EXCERPTED TEXT:
::::::
Since the Corn Belt Ports was launched to attract federal investment to the upper Mississippi River and Illinois Waterways, the region has celebrated $2 billion in infrastructure funding and is working to capture $500 million more over the next two years.
Today, Corn Belt Port leaders also are working with local and regional partners to help create a system of local port districts to help leverage grants and other investment within the four Corn Belt Port regions. Those regional ports, which are each 200 miles long and handle about 50 million tons of cargo, are:
- Mid-America Port Commission in Illinois, Iowa and Missouri.
- Upper Mississippi River Ports in Illinois and Iowa, which includes the Quad Cities.
- Illinois Waterway Ports in central and north-central Illinois.
- Northern Grain Belt Ports in Wisconsin and Minnesota.
The successful campaign to create those ports and get them recognized by federal authorities was captained by the indefatigable former U.S. Army Corps of Engineers commander and retired colonel Bob Sinkler.
Spurring the effort along, Mr. Sinkler, currently the coordinating director of Corn Belt Ports, told the QCBJ was the region’s enthusiasm for creating the port system. For example, it took just 90 days to get resolutions of support passed by all 15 counties impacted by the regional effort launched in 2019, he said.
Just one year later, the previously nonexistent Corn Belt Ports region was nationally listed and ranked 56th among U.S. ports. The initial goal had been to hit the top 100. Today, Mr. Sinkler said, “We think a top 50 port is really within the realm of possibilities.”
Before Corn Belt Ports was included by the federal government as part of Marine Highway 35, there was a major gap in that official map of Mississippi River ports between St. Louis and Minneapolis.
That’s important, Mr. Sinkler said, because that river chart is used by Washington to allocate federal dollars. It’s also, in part, why there had been no federal investment except routine maintenance in that large region for decades.
“Everyone knew we had waterways here, but they didn’t recognize that we had ports, so we really had to marry both of them together and maximize the amount of investment coming in,” Mr. Sinkler said. Creating the Corn Belt Ports regions also helped “organize this crazy mess that we have out there.”
That complex network includes port statistical areas, port districts, port authorities, port and economic development organizations, private terminals, public docks, harbors and joint harbors. “We were confusing ourselves, and we were definitely confusing the national level on how we were organized,” he said.
::::::
REQUIREMENT A:
List the four regional ports that the Corn Belt Ports article names.
The records that follow have no connection to the article about Corn Belt Ports.

DATA SUPPLIED:
::::::
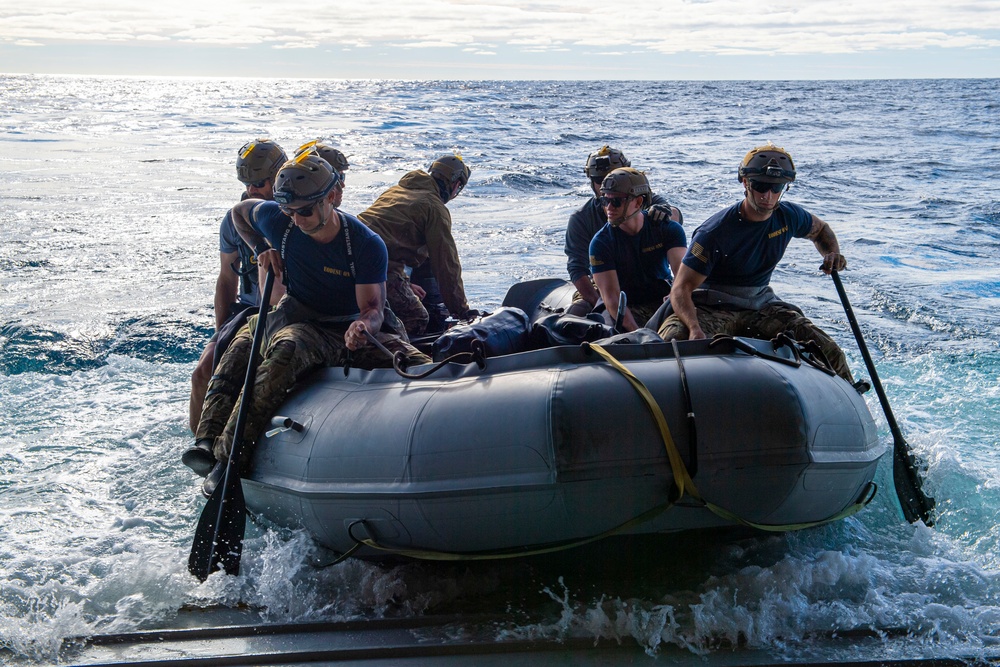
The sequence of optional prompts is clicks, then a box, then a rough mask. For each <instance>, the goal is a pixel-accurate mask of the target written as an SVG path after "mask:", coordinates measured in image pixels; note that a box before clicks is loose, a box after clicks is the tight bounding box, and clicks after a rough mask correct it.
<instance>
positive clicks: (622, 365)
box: [330, 341, 878, 565]
mask: <svg viewBox="0 0 1000 667" xmlns="http://www.w3.org/2000/svg"><path fill="white" fill-rule="evenodd" d="M737 342H740V341H737ZM583 347H584V348H589V349H590V350H592V351H594V352H597V354H598V355H600V356H601V357H602V358H603V359H604V360H605V361H607V362H608V363H609V364H610V365H611V366H612V367H613V368H614V369H615V370H617V371H618V372H620V373H621V374H622V375H623V376H625V378H626V379H627V380H628V381H629V383H630V384H631V385H632V386H633V387H634V388H635V390H636V391H637V392H638V393H639V395H640V396H641V397H642V399H643V401H644V402H645V404H646V407H647V408H648V409H649V411H650V413H651V414H652V415H653V419H654V421H655V422H656V425H657V427H658V428H659V430H660V437H661V438H662V439H663V444H664V447H665V449H666V452H667V459H668V460H669V461H670V468H671V472H672V473H673V476H674V487H675V489H673V491H674V493H671V494H670V495H671V497H670V498H669V499H668V500H667V502H665V503H661V504H659V505H657V506H655V507H653V508H652V509H650V510H647V511H646V512H643V513H642V514H640V515H638V516H636V517H634V518H632V519H629V520H628V521H626V522H624V523H622V524H619V525H618V526H615V527H614V528H611V529H609V530H606V531H604V532H602V533H599V534H597V535H592V536H590V537H586V538H583V539H581V540H575V541H572V542H563V543H559V544H555V545H548V546H543V547H539V548H535V549H509V550H501V551H493V552H480V553H457V552H447V551H434V550H429V549H410V548H396V547H389V546H385V545H382V544H379V543H378V542H376V541H375V540H374V539H373V538H370V537H369V538H358V537H356V536H355V535H354V527H355V526H356V525H358V524H362V525H364V523H365V521H364V519H359V520H357V521H354V522H353V523H351V524H350V525H349V526H348V529H347V532H348V535H349V536H350V538H351V539H352V540H354V546H352V547H351V548H350V549H349V550H348V551H347V552H345V553H344V554H342V555H341V556H340V557H339V558H337V560H335V561H334V562H333V563H331V564H330V565H335V564H337V563H340V562H342V561H343V560H345V559H347V558H348V557H350V556H351V555H352V554H353V553H354V552H355V551H357V550H358V549H360V548H361V547H362V546H366V547H370V548H372V549H375V550H378V551H383V552H386V553H391V554H395V555H398V556H406V557H409V558H415V559H419V560H437V561H462V560H466V561H480V560H499V559H507V558H521V557H524V556H535V555H541V554H547V553H554V552H557V551H564V550H566V549H572V548H575V547H579V546H583V545H585V544H589V543H591V542H596V541H597V540H601V539H604V538H606V537H610V536H612V535H615V534H617V533H620V532H622V531H625V530H628V529H630V528H633V527H635V526H638V525H640V524H643V523H645V522H647V521H650V520H652V519H654V518H656V517H657V516H659V515H660V514H662V513H663V512H665V511H666V510H668V509H670V508H671V507H674V506H675V505H677V504H678V503H679V502H680V501H681V500H682V499H683V497H684V495H685V494H687V495H688V496H690V497H691V499H692V500H694V501H695V502H694V503H693V504H690V505H685V506H687V507H705V508H706V509H708V510H710V511H711V512H713V513H714V514H715V515H716V516H719V517H721V518H723V519H726V520H727V521H731V522H733V523H739V524H741V525H744V526H748V527H750V528H756V529H757V530H763V531H769V532H786V531H793V530H803V529H805V528H814V527H816V526H821V525H823V524H826V523H830V522H832V521H839V520H841V519H846V518H847V517H849V516H852V515H854V514H856V513H858V512H859V511H861V510H862V509H863V508H864V507H865V506H866V505H868V503H870V502H871V501H872V499H873V498H874V497H875V494H876V492H877V491H878V486H877V485H876V484H875V483H874V482H869V483H868V485H867V486H866V487H865V488H864V490H863V491H862V493H861V495H860V496H859V497H858V500H857V501H856V502H855V503H854V504H853V505H850V506H849V507H847V508H845V509H844V510H843V511H841V512H838V513H837V514H835V515H834V516H831V517H828V518H826V519H822V520H820V521H811V522H807V523H794V524H765V523H757V522H754V521H748V520H746V519H744V518H743V517H741V516H739V515H737V514H735V513H733V512H730V511H729V510H727V509H725V508H723V507H720V506H718V505H715V504H714V503H711V502H709V501H707V500H705V499H704V498H702V497H701V494H700V493H699V492H698V489H697V488H696V487H695V484H694V481H693V480H692V479H691V475H690V474H689V473H688V470H687V467H686V466H685V465H684V460H683V459H682V458H681V456H680V454H679V453H678V451H677V447H676V445H675V444H674V439H673V437H672V436H671V435H670V427H669V425H668V424H667V419H666V417H665V416H664V415H663V411H662V410H661V409H660V406H659V404H657V402H656V399H655V398H654V397H653V394H652V392H650V391H649V389H648V388H647V387H646V386H645V385H644V384H643V383H642V381H641V380H639V378H637V377H636V376H635V374H634V373H632V371H630V370H629V369H628V368H626V367H625V365H624V364H622V363H621V362H620V361H618V360H617V359H615V358H614V356H612V354H611V353H610V352H608V351H607V350H605V349H604V348H603V347H601V346H600V345H591V344H590V343H583ZM749 347H751V349H753V350H754V352H757V350H756V349H755V348H753V347H752V346H749ZM466 354H467V353H466ZM764 356H767V355H764ZM784 361H786V362H787V361H788V360H784ZM791 363H794V362H791Z"/></svg>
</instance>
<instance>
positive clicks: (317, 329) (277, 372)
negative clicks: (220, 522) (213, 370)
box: [196, 318, 430, 470]
mask: <svg viewBox="0 0 1000 667" xmlns="http://www.w3.org/2000/svg"><path fill="white" fill-rule="evenodd" d="M255 324H256V318H253V321H252V322H250V323H248V324H247V325H246V326H244V327H243V328H242V329H240V331H239V333H237V334H236V337H235V338H234V339H233V342H232V343H230V345H229V347H228V348H227V349H226V352H225V354H223V355H222V360H221V361H220V362H219V365H218V367H217V368H216V369H215V375H213V376H212V380H211V381H210V382H209V384H208V391H207V392H206V394H205V403H204V405H203V406H202V411H201V421H200V422H199V423H198V432H197V433H196V437H197V438H198V439H202V438H212V439H214V441H215V445H214V452H215V457H216V458H217V459H219V460H220V461H226V460H228V459H229V452H230V451H231V450H232V443H233V436H234V435H235V433H236V419H237V415H238V412H239V411H238V410H237V409H236V406H237V405H239V400H240V397H241V395H242V393H243V382H244V380H245V378H246V372H247V365H248V364H249V362H250V348H251V347H252V346H253V326H254V325H255ZM346 329H347V327H346V325H344V326H337V327H331V326H318V325H316V324H314V323H312V322H298V323H295V324H289V325H288V326H286V327H284V328H283V329H281V330H279V331H278V332H277V333H275V334H274V335H273V336H272V337H271V340H270V341H268V344H267V347H266V349H265V351H264V358H263V361H261V363H260V365H259V366H258V367H257V376H256V382H255V384H254V387H253V395H252V397H251V401H250V408H249V410H248V412H247V419H246V425H245V428H244V431H243V447H242V449H241V451H240V468H241V469H243V470H246V468H247V466H248V464H249V462H250V460H251V458H252V455H253V447H254V444H255V443H254V441H255V439H256V437H257V435H258V434H259V433H261V431H263V430H264V428H265V427H266V426H267V425H268V423H269V420H270V419H271V415H272V414H273V413H274V411H275V410H276V409H277V408H278V406H279V405H280V404H281V402H282V401H283V400H284V398H285V395H286V394H287V393H288V391H289V390H290V389H291V388H292V387H293V386H294V385H295V383H296V382H297V381H298V380H299V379H300V378H302V377H304V376H305V375H306V374H308V373H309V372H311V371H313V370H315V369H317V368H319V367H322V366H342V365H344V363H345V361H346V360H347V352H348V350H347V346H346V344H345V343H344V331H346ZM376 338H377V339H378V340H379V342H381V343H382V344H383V345H385V347H386V348H387V349H389V350H390V351H392V352H396V351H397V350H401V351H403V353H404V354H406V358H407V360H408V361H409V362H410V363H411V364H420V363H428V362H430V358H429V357H428V356H427V355H425V354H422V353H420V352H419V351H418V350H417V349H416V348H415V347H413V346H412V345H410V344H409V343H406V342H404V341H403V340H402V339H401V338H400V337H399V336H396V335H393V334H387V333H379V334H377V335H376ZM351 365H352V366H355V367H358V368H366V369H370V368H387V367H391V366H392V359H390V358H389V357H387V356H386V355H385V353H384V352H382V351H380V350H379V349H378V348H376V347H375V346H373V345H370V344H369V345H366V346H365V347H363V348H362V349H360V350H355V351H354V352H351Z"/></svg>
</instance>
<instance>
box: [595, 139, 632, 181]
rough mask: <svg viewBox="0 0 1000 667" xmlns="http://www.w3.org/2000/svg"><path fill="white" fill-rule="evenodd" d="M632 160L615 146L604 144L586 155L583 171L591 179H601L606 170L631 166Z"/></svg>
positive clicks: (611, 170) (605, 175)
mask: <svg viewBox="0 0 1000 667" xmlns="http://www.w3.org/2000/svg"><path fill="white" fill-rule="evenodd" d="M631 166H632V162H631V161H629V159H628V158H627V157H625V155H624V154H623V153H622V152H621V151H620V150H618V149H617V148H611V146H604V147H602V148H601V150H599V151H594V152H593V153H591V154H590V155H589V156H587V163H586V164H585V165H583V173H585V174H586V175H587V178H589V179H590V180H592V181H603V180H604V177H605V176H607V175H608V172H610V171H612V170H613V169H620V168H621V167H631Z"/></svg>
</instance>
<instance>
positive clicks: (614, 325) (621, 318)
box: [611, 292, 628, 336]
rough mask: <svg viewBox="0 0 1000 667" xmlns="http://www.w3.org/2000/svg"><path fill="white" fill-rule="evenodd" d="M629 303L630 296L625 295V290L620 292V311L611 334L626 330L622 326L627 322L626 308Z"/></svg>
mask: <svg viewBox="0 0 1000 667" xmlns="http://www.w3.org/2000/svg"><path fill="white" fill-rule="evenodd" d="M627 304H628V298H627V297H626V296H625V292H619V293H618V312H617V313H616V314H615V323H614V325H613V326H612V327H611V334H612V335H615V336H616V335H618V334H620V333H623V332H624V329H623V328H622V327H623V326H624V323H625V308H626V307H627Z"/></svg>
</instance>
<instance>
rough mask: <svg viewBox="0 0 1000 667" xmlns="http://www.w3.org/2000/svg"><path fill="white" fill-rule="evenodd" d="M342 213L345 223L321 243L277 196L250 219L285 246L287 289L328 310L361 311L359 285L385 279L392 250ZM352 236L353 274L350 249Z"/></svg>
mask: <svg viewBox="0 0 1000 667" xmlns="http://www.w3.org/2000/svg"><path fill="white" fill-rule="evenodd" d="M338 213H340V220H341V222H342V223H343V228H342V229H341V231H340V233H339V234H337V236H336V238H334V239H333V240H332V241H330V242H329V243H317V242H316V241H314V240H312V239H311V238H309V236H308V235H306V234H305V233H304V232H303V231H302V230H300V229H299V228H298V227H296V226H295V225H294V224H293V223H292V221H291V220H289V218H288V217H287V216H286V215H285V214H284V213H282V212H281V209H280V208H279V207H278V205H277V204H276V203H274V202H262V203H260V204H258V205H257V206H256V207H254V209H253V212H252V214H251V216H250V220H251V223H252V224H253V226H254V229H256V230H257V231H258V232H259V233H260V234H261V235H263V236H264V237H265V238H266V239H267V240H268V241H269V242H270V243H271V245H272V246H273V247H274V248H276V249H277V250H278V251H279V252H281V256H282V258H283V259H284V262H285V272H286V274H287V278H288V293H289V294H290V295H292V296H293V297H295V298H296V299H298V300H299V301H301V302H302V303H304V304H305V305H307V306H309V307H310V308H312V309H314V310H318V311H319V312H321V313H324V314H326V315H339V316H345V315H347V316H349V315H358V314H359V313H360V311H359V310H358V299H357V295H356V293H355V291H354V288H355V285H369V284H375V283H384V282H385V277H386V269H387V267H388V265H389V255H388V253H387V252H386V249H385V243H384V242H383V241H382V239H381V238H379V236H378V234H376V233H375V232H373V231H372V230H370V229H369V228H368V227H367V226H366V225H364V224H363V223H362V222H361V221H360V220H358V219H357V218H355V217H354V216H352V215H348V214H346V213H342V212H339V211H338ZM348 238H349V239H350V243H351V255H352V258H353V264H354V275H353V276H352V272H351V261H350V260H349V259H348V255H347V240H348Z"/></svg>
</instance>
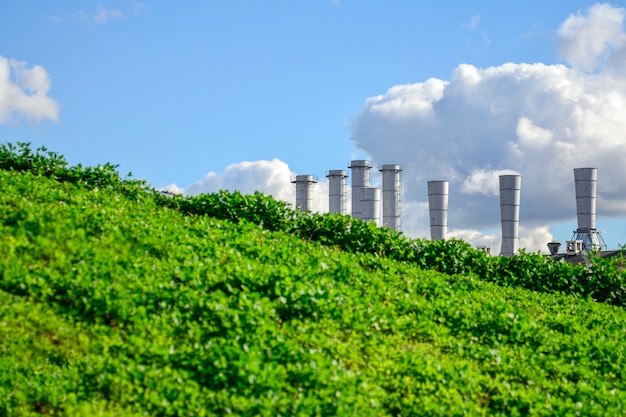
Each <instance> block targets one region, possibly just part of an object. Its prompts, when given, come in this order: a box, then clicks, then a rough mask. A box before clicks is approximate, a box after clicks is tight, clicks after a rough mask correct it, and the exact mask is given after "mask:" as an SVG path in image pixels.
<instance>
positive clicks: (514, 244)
mask: <svg viewBox="0 0 626 417" xmlns="http://www.w3.org/2000/svg"><path fill="white" fill-rule="evenodd" d="M521 188H522V176H521V175H500V217H501V222H502V246H501V247H500V255H502V256H512V255H514V254H515V252H517V249H518V247H519V238H518V229H519V205H520V191H521Z"/></svg>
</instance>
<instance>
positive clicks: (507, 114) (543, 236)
mask: <svg viewBox="0 0 626 417" xmlns="http://www.w3.org/2000/svg"><path fill="white" fill-rule="evenodd" d="M624 15H625V13H624V9H622V8H616V7H613V6H610V5H606V4H597V5H594V6H592V7H590V8H589V9H586V10H584V11H581V12H579V13H577V14H575V15H572V16H570V17H569V18H567V20H565V22H564V23H563V25H562V26H561V27H560V29H559V30H558V32H557V34H558V40H559V46H558V48H559V51H560V53H561V54H562V56H563V57H564V58H565V59H566V61H567V62H566V63H564V64H557V65H546V64H542V63H534V64H527V63H503V64H502V65H500V66H494V67H489V68H478V67H475V66H473V65H469V64H461V65H459V66H458V67H457V68H456V69H454V70H453V71H452V74H451V77H450V79H449V80H441V79H432V78H431V79H428V80H426V81H423V82H417V83H414V84H408V85H397V86H392V87H391V88H389V90H388V91H387V92H386V93H385V94H381V95H378V96H375V97H371V98H369V99H367V100H366V101H365V103H364V104H363V107H362V109H361V111H360V112H359V113H358V114H357V115H356V116H355V118H354V119H353V122H352V136H351V139H352V141H353V142H354V144H355V145H356V146H357V148H359V149H361V150H363V151H365V152H366V153H367V154H369V155H370V156H371V157H372V158H373V159H374V160H377V161H384V162H385V163H400V164H402V165H403V167H404V179H403V183H404V187H405V192H404V195H405V200H406V201H407V202H409V203H410V202H416V203H417V206H416V207H421V209H422V210H427V208H426V207H424V202H425V201H427V195H426V189H425V183H426V181H427V180H431V179H445V180H448V181H450V207H449V209H450V212H449V227H450V228H451V232H450V235H453V236H454V233H453V232H452V230H456V231H457V232H456V236H458V237H461V238H464V239H466V240H469V241H470V242H473V243H475V244H488V243H489V242H492V240H493V236H494V235H493V233H480V232H479V231H480V230H498V229H499V221H500V213H499V200H498V197H497V196H498V176H499V175H502V174H510V173H520V174H521V175H522V207H521V214H520V220H521V222H522V223H523V225H524V227H522V226H520V244H521V246H523V247H526V248H527V249H528V250H532V251H535V250H542V251H545V244H546V243H547V242H548V241H549V240H551V239H552V236H551V232H550V230H549V228H548V227H547V224H549V223H550V222H555V221H558V222H564V221H568V220H571V218H573V217H574V216H575V195H574V184H573V171H572V170H573V169H574V168H578V167H587V166H595V167H598V169H599V184H598V202H599V204H598V216H599V217H598V219H599V222H600V219H601V218H602V217H603V216H604V217H607V218H608V217H612V216H615V217H617V216H623V213H624V207H625V206H626V181H622V180H621V178H624V176H625V175H626V172H625V170H626V168H625V167H624V163H623V155H626V139H625V138H624V132H625V131H626V118H624V114H626V77H624V74H623V73H620V72H619V71H615V70H616V65H614V64H612V63H616V62H624V60H623V58H624V56H626V55H625V54H624V49H625V46H624V45H626V41H625V40H624V39H625V37H626V34H625V31H624ZM590 69H593V70H594V71H593V72H592V71H590ZM620 74H621V75H620ZM600 203H601V205H600ZM407 216H416V217H418V218H420V219H421V221H423V219H424V217H425V215H424V213H419V214H417V213H407V212H406V211H405V220H404V223H405V224H409V225H410V224H413V223H414V222H412V221H411V220H407ZM414 231H415V232H416V233H425V235H424V236H426V237H427V236H428V234H427V233H426V229H425V228H423V227H422V228H421V229H420V230H418V228H415V230H414ZM560 238H561V239H568V238H569V236H567V237H560ZM498 239H499V238H498ZM481 242H482V243H481ZM492 243H493V242H492ZM497 246H499V244H498V245H497Z"/></svg>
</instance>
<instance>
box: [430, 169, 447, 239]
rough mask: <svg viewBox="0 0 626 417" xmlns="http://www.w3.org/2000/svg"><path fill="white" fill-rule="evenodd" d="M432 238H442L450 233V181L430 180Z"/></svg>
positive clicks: (430, 218) (438, 238)
mask: <svg viewBox="0 0 626 417" xmlns="http://www.w3.org/2000/svg"><path fill="white" fill-rule="evenodd" d="M428 211H429V213H430V238H431V239H432V240H442V239H445V238H446V235H447V233H448V181H428Z"/></svg>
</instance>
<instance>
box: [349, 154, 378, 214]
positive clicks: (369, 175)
mask: <svg viewBox="0 0 626 417" xmlns="http://www.w3.org/2000/svg"><path fill="white" fill-rule="evenodd" d="M348 168H350V169H351V170H352V217H354V218H356V219H361V218H362V217H361V197H362V196H363V192H362V191H361V189H363V188H364V187H369V186H370V169H372V164H371V163H370V161H367V160H362V159H360V160H353V161H352V162H350V166H349V167H348Z"/></svg>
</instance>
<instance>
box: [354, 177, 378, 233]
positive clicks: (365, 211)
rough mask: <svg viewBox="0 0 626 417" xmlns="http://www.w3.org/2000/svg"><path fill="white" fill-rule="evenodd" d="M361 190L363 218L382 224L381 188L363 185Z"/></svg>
mask: <svg viewBox="0 0 626 417" xmlns="http://www.w3.org/2000/svg"><path fill="white" fill-rule="evenodd" d="M353 192H354V191H353ZM361 192H362V196H361V220H363V221H364V222H374V223H376V226H380V188H372V187H363V188H361Z"/></svg>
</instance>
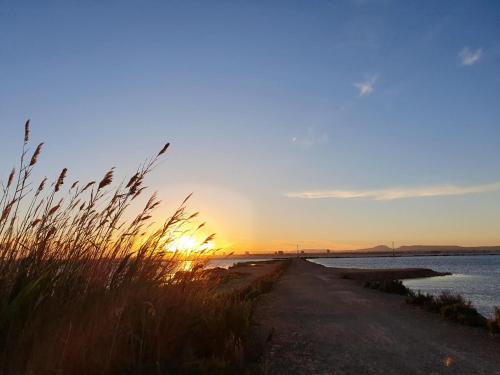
::::::
REQUIREMENT B:
Transcribe the records from their first line through the line containing "box: [330, 341, 878, 565]", and include both of those lines. Leave the picture out.

PROBLEM SOLUTION A:
- Mid-America Port Commission
- Upper Mississippi River Ports
- Illinois Waterway Ports
- Northern Grain Belt Ports

PROBLEM SOLUTION B:
The sequence of optional prompts is clicks, then a box, then a rough mask. For each <instance>, the goal is a pixel-accurate mask of the target written as an SVG path after "mask:", coordinates measured in image pixels; note that a box before clicks is loose, a box after clicks is the tight bounding box, and clicks after a rough mask correct it.
<instance>
positive clicks: (622, 365)
box: [330, 341, 878, 565]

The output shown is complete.